I remember showing video in a group supervision of a patient who presented with unrelenting anger. Emotion, this is great, I had thought, and I had diligently attempted to deepen: “Where do you feel it in your body? Notice that. What’s it like to feel it with me, etc.” I kept going for several rounds, and we got nowhere, just unsatisfying loops around the patient’s stuck narrative. “What could I have done differently?” I asked my supervisor. She responded, “We don’t deepen defenses.” Aha, and of course! My patient’s anger was defensive and not core. I felt shame, and because it was a close and safe group, I miraculously was able to stay present, blush, and fess up to how stupid I felt. My shame was met with compassionate “uhmmms,” and then transformed into excitement. Aha! The unsatisfactory looping made perfect sense, and now I had a reference point inside—that frustrating, dead-end feeling—a marker to help me distinguish core affect from defense.
What is it like for you when your supervisor offers a teaching point? Notice whether your vision narrows and your system wants to shut down. Mine did, on several occasions as I was learning AEDP. Notice, and try not to judge yourself. Can you take a deep breath and perhaps let your supervisor know what you’re feeling? Or, if in a group supervision, how does it feel if your supervisor praises your colleagues work? Is there a part of you that keeps score? Can you also notice that part with compassion and kindness rather than self-judgment? It is human to compare ourselves to others. We just don’t want to get stuck there. Sometimes, simply naming it, and being met with compassion, is all it takes to get unstuck.

[Dataset entries]
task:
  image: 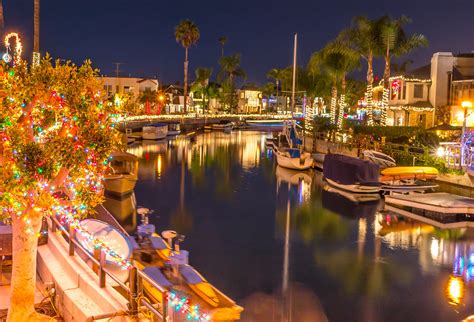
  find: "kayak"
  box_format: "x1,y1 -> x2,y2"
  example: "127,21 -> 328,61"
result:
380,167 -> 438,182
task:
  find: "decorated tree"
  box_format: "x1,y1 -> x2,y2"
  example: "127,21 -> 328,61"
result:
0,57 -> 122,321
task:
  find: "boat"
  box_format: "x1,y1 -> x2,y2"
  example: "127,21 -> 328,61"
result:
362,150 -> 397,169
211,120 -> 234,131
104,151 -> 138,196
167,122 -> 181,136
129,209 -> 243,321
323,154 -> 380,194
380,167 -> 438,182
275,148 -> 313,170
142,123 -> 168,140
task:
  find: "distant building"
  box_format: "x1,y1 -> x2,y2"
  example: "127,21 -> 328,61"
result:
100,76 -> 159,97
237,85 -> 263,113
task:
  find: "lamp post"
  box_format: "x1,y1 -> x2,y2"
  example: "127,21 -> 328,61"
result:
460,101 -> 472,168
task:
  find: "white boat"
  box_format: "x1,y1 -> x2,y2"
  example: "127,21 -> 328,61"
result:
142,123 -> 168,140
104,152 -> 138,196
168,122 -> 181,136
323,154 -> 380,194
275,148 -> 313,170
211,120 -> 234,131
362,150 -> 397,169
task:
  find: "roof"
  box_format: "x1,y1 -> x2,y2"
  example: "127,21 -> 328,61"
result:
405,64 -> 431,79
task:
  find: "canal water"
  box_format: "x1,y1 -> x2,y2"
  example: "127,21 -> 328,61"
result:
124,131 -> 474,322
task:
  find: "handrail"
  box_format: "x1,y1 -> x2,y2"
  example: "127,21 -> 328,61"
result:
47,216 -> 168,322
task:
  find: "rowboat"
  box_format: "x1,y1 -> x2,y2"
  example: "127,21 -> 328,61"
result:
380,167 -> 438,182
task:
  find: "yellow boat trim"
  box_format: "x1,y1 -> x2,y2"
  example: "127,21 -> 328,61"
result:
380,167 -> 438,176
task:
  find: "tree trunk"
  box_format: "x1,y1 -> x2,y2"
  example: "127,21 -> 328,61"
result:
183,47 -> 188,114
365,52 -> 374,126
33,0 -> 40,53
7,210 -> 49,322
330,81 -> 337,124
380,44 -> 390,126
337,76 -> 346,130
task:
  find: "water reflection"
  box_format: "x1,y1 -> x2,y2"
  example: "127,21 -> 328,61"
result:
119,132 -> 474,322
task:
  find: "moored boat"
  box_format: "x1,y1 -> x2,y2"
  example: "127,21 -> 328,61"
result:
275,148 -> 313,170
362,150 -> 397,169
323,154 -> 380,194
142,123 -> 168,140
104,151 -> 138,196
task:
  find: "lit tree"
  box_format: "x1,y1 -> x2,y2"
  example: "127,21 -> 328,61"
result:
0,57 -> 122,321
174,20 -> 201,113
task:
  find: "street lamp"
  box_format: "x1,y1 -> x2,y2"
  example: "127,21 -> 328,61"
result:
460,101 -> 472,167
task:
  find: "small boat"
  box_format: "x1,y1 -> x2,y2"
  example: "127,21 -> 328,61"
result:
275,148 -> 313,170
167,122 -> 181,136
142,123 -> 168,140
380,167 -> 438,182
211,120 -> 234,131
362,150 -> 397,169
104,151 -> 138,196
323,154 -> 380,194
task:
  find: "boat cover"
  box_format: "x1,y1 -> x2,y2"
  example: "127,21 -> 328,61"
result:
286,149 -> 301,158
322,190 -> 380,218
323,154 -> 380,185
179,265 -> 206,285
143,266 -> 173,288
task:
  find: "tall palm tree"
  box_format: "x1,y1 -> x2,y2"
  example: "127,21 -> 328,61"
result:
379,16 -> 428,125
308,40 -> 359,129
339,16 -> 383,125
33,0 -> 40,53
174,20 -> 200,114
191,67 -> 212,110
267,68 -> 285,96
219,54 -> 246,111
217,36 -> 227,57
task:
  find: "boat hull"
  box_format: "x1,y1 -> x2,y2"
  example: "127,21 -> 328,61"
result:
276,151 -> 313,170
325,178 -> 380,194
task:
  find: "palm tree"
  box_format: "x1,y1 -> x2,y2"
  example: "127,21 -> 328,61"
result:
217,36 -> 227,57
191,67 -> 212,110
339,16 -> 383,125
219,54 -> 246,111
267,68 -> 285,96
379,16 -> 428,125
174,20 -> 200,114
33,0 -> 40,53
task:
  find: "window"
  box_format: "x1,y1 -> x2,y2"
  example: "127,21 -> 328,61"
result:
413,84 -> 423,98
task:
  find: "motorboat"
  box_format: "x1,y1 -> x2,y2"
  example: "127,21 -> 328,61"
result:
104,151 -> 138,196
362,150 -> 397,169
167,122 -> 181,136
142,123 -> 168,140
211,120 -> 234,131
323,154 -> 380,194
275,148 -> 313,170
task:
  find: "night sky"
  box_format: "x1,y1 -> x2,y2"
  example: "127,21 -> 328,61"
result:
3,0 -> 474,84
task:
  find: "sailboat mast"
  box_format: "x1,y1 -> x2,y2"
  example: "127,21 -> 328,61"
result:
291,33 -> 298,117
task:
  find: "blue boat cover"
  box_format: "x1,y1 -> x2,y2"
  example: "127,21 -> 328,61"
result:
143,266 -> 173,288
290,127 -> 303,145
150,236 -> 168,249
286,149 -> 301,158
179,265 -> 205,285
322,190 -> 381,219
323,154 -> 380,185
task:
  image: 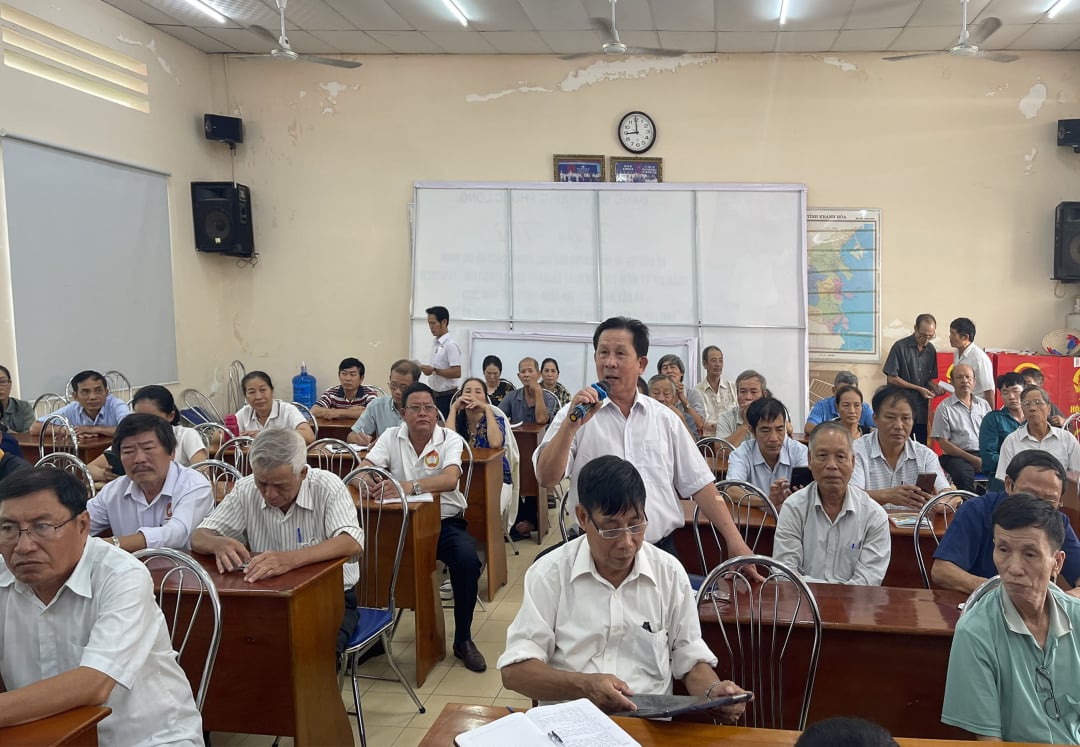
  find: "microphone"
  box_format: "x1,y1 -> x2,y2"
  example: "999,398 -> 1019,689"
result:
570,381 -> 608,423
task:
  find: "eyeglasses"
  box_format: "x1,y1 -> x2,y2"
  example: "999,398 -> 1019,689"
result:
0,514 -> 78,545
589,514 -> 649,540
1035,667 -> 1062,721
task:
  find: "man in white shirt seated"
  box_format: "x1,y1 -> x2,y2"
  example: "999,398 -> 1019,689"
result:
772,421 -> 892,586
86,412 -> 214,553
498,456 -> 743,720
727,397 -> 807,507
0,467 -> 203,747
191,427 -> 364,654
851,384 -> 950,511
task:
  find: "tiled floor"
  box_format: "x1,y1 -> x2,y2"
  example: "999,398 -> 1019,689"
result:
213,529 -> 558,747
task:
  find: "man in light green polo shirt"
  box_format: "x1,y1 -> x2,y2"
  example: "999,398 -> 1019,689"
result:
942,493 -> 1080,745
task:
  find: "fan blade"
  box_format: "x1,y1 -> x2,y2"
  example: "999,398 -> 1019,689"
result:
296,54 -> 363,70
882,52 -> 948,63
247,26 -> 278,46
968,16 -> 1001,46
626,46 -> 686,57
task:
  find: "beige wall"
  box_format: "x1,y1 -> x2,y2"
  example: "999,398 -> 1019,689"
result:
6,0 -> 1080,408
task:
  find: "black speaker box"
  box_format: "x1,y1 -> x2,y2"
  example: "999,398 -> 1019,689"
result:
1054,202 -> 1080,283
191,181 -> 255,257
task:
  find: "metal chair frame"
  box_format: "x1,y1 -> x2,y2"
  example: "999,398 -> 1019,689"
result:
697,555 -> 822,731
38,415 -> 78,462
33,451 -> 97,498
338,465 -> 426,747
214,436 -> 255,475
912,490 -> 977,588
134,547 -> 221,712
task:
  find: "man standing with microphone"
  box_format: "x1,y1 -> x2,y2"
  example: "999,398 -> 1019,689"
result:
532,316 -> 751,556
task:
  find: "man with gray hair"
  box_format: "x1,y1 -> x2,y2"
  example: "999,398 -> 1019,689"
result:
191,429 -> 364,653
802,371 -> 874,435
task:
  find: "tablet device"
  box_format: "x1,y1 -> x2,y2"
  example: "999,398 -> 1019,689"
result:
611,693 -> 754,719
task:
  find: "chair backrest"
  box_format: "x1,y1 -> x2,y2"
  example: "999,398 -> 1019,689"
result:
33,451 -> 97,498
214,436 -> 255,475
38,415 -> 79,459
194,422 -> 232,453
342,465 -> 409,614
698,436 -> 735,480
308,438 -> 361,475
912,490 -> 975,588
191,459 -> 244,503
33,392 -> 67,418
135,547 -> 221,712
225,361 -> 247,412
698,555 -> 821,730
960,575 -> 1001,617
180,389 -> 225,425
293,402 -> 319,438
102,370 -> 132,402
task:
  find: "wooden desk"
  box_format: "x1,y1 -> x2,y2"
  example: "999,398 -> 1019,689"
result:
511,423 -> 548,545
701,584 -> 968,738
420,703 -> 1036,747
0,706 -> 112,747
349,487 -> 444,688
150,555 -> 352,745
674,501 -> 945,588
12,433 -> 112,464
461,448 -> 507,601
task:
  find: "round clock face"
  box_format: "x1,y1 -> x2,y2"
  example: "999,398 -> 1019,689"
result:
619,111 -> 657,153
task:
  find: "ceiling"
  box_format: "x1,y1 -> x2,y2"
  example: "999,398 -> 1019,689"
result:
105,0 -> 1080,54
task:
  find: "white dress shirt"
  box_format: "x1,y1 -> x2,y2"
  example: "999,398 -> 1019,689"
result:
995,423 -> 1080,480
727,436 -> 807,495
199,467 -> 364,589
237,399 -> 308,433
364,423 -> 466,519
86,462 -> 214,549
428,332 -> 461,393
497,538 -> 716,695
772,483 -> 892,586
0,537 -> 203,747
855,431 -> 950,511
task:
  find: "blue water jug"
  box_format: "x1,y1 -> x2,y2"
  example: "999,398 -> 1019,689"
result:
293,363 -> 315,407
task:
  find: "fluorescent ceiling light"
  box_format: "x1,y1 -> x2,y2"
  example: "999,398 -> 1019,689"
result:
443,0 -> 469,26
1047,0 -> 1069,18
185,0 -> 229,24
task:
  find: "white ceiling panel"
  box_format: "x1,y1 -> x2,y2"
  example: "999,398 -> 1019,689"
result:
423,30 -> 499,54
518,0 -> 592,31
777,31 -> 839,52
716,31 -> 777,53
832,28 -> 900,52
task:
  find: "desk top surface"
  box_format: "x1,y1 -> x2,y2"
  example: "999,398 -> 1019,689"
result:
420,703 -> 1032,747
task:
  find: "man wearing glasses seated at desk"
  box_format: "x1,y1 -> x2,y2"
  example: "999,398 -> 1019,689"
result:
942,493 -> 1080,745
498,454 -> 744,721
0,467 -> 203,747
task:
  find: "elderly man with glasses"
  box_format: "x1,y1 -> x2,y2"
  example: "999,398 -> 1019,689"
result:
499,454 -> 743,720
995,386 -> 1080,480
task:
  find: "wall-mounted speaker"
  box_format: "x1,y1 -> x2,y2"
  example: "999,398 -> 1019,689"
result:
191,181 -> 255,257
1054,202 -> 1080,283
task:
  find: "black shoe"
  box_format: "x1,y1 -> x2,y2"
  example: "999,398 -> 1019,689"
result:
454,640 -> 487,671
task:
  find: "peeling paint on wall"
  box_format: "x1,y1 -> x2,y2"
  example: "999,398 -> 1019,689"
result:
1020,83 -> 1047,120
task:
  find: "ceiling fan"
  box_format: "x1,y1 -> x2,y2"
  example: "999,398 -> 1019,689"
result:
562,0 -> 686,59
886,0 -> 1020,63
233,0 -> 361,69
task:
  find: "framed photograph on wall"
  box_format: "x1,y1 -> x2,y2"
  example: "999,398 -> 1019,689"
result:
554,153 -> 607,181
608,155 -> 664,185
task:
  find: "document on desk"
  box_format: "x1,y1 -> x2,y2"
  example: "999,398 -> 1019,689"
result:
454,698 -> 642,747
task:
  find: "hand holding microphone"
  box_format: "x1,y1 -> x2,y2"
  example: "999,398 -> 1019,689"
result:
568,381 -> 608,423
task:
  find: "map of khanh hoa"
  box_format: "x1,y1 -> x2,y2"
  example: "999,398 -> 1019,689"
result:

■ PROMPT 1: Can you restate the supervision passage from "What is it like" to "to get unstuck.", changing "supervisor" to "mentor"?
■ PROMPT 2: How would you carry the supervision passage further, picking up after its final sentence?

■ WRITTEN REPLY 1:
What is it like for you when your mentor offers a teaching point? Notice whether your vision narrows and your system wants to shut down. Mine did, on several occasions as I was learning AEDP. Notice, and try not to judge yourself. Can you take a deep breath and perhaps let your mentor know what you’re feeling? Or, if in a group supervision, how does it feel if your mentor praises your colleagues work? Is there a part of you that keeps score? Can you also notice that part with compassion and kindness rather than self-judgment? It is human to compare ourselves to others. We just don’t want to get stuck there. Sometimes, simply naming it, and being met with compassion, is all it takes to get unstuck.

■ WRITTEN REPLY 2:
Inevitably we all have critical, self-deprecating parts that will get activated when we are vulnerable, risk and stretch to learn something new. Learning AEDP will provide opportunities to befriend, embrace and melt those harsh internal voices. How familiar are you with your own shame narratives? What activates them? And what do you do when they pop up? The trick is to be aware, notice, give them space, get to know them. And keep them in perspective. You are not alone; we all have our own unique versions of shame. Can you share yours with your supervisors and colleagues to undo your aloneness, and theirs? Can you acknowledge the courage it takes to stretch and learn AEDP? Can you trust that you are exactly where you are meant to be in your AEDP learning curve? And in the next moment you will be in a new and different place.
AEDP is fundamentally and theoretically grounded in being imperfectly human. No one can be perfectly attuned and responsive to another; relational disruption is inevitable. We know from the attachment literature that secure attachment is both earned and strengthened via reiterative cycles of attunement, rupture and repair (Beebe & Lachmann, 1994; Tronick, 1989). What matters is the attachment figure’s genuine and explicit leanings for repair, and his/her empathic responsiveness to the other’s needs in the moment (Lipton & Fosha, 2011; Russell, 2015).
When we are miss-attuned there is an opportunity to explicitly explore the rupture, to repair, to provide a corrective relational experience, and perhaps heal painful, historic relational dynamics (Ladany et al. 2012; Lipton & Fosha, 2011). Careful moment-to-moment tracking and routine metaprocessing (foundational AEDP skills) ensure that we always have a feedback mechanism to help us know what our patient is experiencing, and thus inform us how to move forward. In AEDP the unit of intervention is the intervention and its impact on the patient (Fosha, 2000). If, during metaprocessing, we discover that something is not landing well there is an opportunity to explore why. Our sincere, heart-felt inquiry and exploration into how we got it wrong is a powerful message to our patients: Your feelings and your experience really matter to me, even if I am the cause of your pain. It can be exactly what is needed: The longed-for corrective relational experience (Ladany et al., 2012).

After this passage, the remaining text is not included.